**Exercise prompt**
Rewrite every row below, changing each "detection module" to "localization module" and keeping everything else the same, and omit the pictures from your version.
***
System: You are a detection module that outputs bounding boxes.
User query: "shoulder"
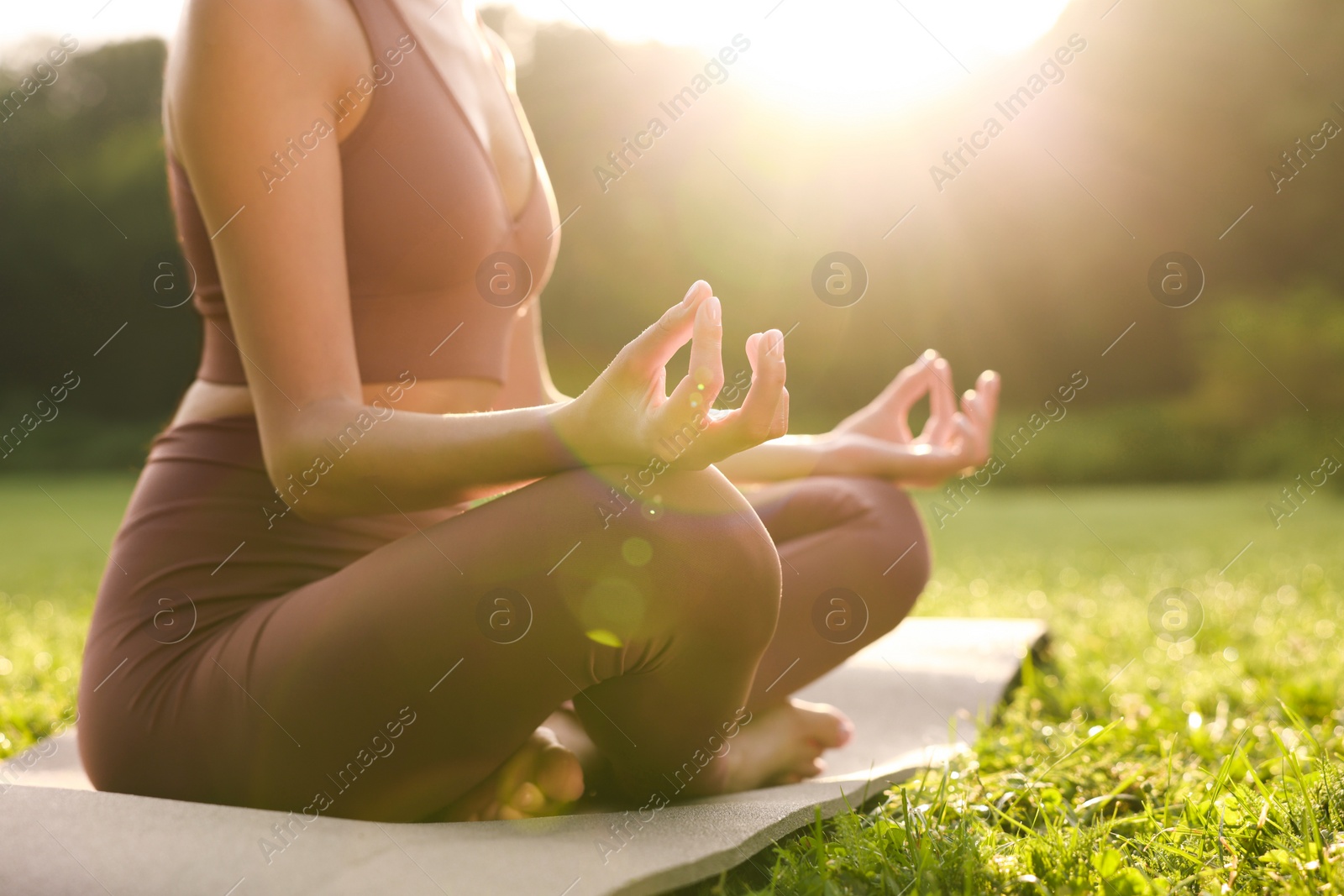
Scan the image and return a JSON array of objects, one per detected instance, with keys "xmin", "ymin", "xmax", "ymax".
[{"xmin": 164, "ymin": 0, "xmax": 370, "ymax": 147}]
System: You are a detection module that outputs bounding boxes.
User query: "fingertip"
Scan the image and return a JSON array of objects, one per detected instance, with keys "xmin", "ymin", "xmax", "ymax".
***
**Complete response**
System: You are a localization module that outputs bounding boxes.
User query: "shoulder"
Scan the image and return a JSON array of objects, one per detected instance, with keys "xmin", "ymin", "xmax", "ymax".
[{"xmin": 164, "ymin": 0, "xmax": 370, "ymax": 147}]
System: You are a localization module that outputs bounding boxes.
User query: "fingertip"
Scan the image and return a JSON array of objects, one per detected instance, with keys "xmin", "ymin", "xmax", "ymax".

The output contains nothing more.